Taakeisen —
Werk de tekst over gedragsstoornissen bij: geef het stuk opnieuw dat begint bij de woorden "-     Geeft anderen" en stop na "hatelijk en wraakzuchtig.", met "gemeen" in plaats van "hatelijk".

Gegeven tekst —
##########

Oppositioneel-opstandige stoornis en gedragsstoornissen

We spreken van een oppositioneel-opstandige stoornis of gedragsstoornis wanneer er gedurende langere tijd sprake is van meerdere gedragsproblemen, die leiden tot disfunctioneren van de patiënt. Oppositioneel gedrag is verzet tegen de leiding van volwassenen, in de vorm van niet doen wat er gevraagd wordt, boze stemming, prikkelbaarheid en driftbuien na een verbod of berisping. Agressie is het schade aanbrengen aan andere kinderen (fysiek of verbaal). Antisociaal gedrag houdt in dat kinderen zich niet houden aan normen, regels en rechten (delinquent als de wet wordt overtreden).  Een ander kenmerk is een kil en emotieloze houding (callous-unemotional traits). Er is sprake aan een tekort aan inlevingsvermogen, spijt en eigen emoties. Voor het stellen van de diagnose moeten er minstens 4 van onderstaande kenmerken gedurende 6 maanden aanwezig zijn: (box 18.1 psychiatrie leerboek blz. 314, T. Doreleijers, F. Boer, J. Huisman, E. de Haan):

-     Is vaak driftig

-     Maakt vaak ruzie met volwassenen

-     Is vaak opstandig en weigert zich te voegen naar de vragen of regels van volwassenen

-     Ergert vaak met opzet anderen

-     Geeft anderen vaak de schuld van eigen fouten of wangedrag

-     Is vaak prikkelbaar en ergert zzich gemakkelijk aan anderen

-     Is vaak boos en gepikeerd

-      Is vaak hatelijk en wraakzuchtig.

Voor de diagnose gedragsstoornis moeten er minstens 3 symptomen binnen 1 jaar voorkomen, waarvan één in het afgelopen half jaar. De kenmerken hebben betrekking op agressie naar mensen en dieren, vernieling van eigendommen, onbetrouwbaarheid en diefstal en ernstige schending van regels (zie box 18.2 blz. 315).

 

Gedragsstoornissen worden verdeeld in het type beginnend voor het 10e levensjaar en het type beginnend in de adolescentie. Oppositioneel-opstandige stoornissen komen voor bij 3%, gedragsstoornissen bij 2%. Het komt vaker bij jongen voor. Vaak komt ADHD als comorbiditeit voor. In de DD staan ok autismespectrumstoornissen en stemmingsstoornissen.

 

Erfelijkheid is 40-50% van invloed op het ontstaan van antisociaal gedrag. Vooral bij jonge kinderen speelt erfelijkheid een grote rol. Op oudere leeftijd neemt de invloed van de omgeving meer toe. Daarnaast kunnen omgevingsfactoren de gedragsstoornis verergeren of in stand houden. Hierbij gaat het vooral om opvoedingskenmerken. Tijdens de normale ontwikkeling leren kinderen een verband te maken tussen ongewenst gedrag en straf. Hierbij speelt de amygdalae in de hersenen een belangrijke rol. Bij patiënten met een gedragsstoornis wordt een verlaagde activiteit van de amygdalae gezien bij het verwerken van negatieve emotionele stimuli. De amygdalae werkt dus minder goed. Daarnaast wordt hierdoor ook een mindere reactie op stress gezien (minder cortisol). De amygdalae brengt namelijk ook de hypothalmus-hypofyse-bijnieras op gang. Samenvattend krijgen patiënten problemen bij het afleren van ongewenst gedrag. Ook bij de verwerking van belonende signalen (dopaminerge functie) kunnen problemen ontstaan, die kunnen leiden tot gedragsproblemen.

##########

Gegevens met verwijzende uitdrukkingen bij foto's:
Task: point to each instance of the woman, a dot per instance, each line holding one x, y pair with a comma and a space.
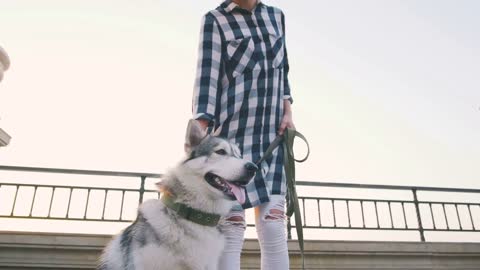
242, 91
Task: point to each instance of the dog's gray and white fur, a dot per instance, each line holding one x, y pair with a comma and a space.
160, 239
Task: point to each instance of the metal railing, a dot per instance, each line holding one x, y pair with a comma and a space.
332, 212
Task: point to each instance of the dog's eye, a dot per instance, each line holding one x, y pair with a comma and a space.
221, 152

##########

Uitvoer hieronder —
-     Geeft anderen vaak de schuld van eigen fouten of wangedrag

-     Is vaak prikkelbaar en ergert zzich gemakkelijk aan anderen

-     Is vaak boos en gepikeerd

-      Is vaak gemeen en wraakzuchtig.